**Task goal:**
Reproduce the stretch of data below from its first line through the line containing "221L73 228L144 226L147", keeping both of those lines and everything between them unchanged.

Shape outline data
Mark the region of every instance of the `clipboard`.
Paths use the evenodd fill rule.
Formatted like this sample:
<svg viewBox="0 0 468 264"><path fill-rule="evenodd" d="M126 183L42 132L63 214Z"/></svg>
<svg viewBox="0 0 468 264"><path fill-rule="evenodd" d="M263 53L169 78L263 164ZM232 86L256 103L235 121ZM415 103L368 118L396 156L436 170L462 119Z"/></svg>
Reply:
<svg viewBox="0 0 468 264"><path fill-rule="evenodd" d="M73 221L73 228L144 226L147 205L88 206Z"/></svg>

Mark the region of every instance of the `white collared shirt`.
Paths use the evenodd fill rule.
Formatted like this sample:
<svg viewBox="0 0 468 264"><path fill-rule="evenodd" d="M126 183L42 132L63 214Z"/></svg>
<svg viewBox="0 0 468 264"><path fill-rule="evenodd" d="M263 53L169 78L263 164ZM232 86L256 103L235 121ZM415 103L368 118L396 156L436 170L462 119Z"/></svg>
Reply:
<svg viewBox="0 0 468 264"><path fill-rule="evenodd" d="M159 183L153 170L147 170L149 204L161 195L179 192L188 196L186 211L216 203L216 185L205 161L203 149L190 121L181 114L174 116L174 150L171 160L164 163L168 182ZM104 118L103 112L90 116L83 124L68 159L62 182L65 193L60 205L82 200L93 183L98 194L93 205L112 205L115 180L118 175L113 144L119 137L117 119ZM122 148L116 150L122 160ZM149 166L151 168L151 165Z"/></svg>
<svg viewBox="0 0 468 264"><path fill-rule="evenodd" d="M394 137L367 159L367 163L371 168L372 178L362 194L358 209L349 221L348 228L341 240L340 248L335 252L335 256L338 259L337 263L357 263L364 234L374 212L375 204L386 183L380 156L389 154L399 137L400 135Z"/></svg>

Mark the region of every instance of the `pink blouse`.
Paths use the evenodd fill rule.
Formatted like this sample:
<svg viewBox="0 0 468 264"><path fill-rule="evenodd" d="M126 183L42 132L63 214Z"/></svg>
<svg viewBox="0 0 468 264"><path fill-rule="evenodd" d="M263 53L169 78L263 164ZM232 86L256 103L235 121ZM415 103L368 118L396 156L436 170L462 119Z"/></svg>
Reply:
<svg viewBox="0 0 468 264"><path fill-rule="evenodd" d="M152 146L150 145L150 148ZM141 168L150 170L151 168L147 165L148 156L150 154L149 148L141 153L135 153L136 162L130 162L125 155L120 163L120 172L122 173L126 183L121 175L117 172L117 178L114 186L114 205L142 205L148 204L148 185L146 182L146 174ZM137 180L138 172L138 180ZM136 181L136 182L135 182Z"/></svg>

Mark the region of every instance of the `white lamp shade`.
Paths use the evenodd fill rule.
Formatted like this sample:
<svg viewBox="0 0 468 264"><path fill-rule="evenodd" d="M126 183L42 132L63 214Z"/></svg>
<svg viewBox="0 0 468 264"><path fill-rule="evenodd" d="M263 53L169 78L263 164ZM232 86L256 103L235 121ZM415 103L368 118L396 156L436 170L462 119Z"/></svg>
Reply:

**The completed task:**
Mark the region of every instance of the `clipboard`.
Paths use the evenodd fill rule.
Formatted like this sample:
<svg viewBox="0 0 468 264"><path fill-rule="evenodd" d="M126 183L42 132L63 214Z"/></svg>
<svg viewBox="0 0 468 264"><path fill-rule="evenodd" d="M263 53L169 78L263 164ZM232 86L256 103L235 121ZM415 103L368 118L396 156L436 170L462 119Z"/></svg>
Reply:
<svg viewBox="0 0 468 264"><path fill-rule="evenodd" d="M73 221L73 228L144 226L147 205L88 206Z"/></svg>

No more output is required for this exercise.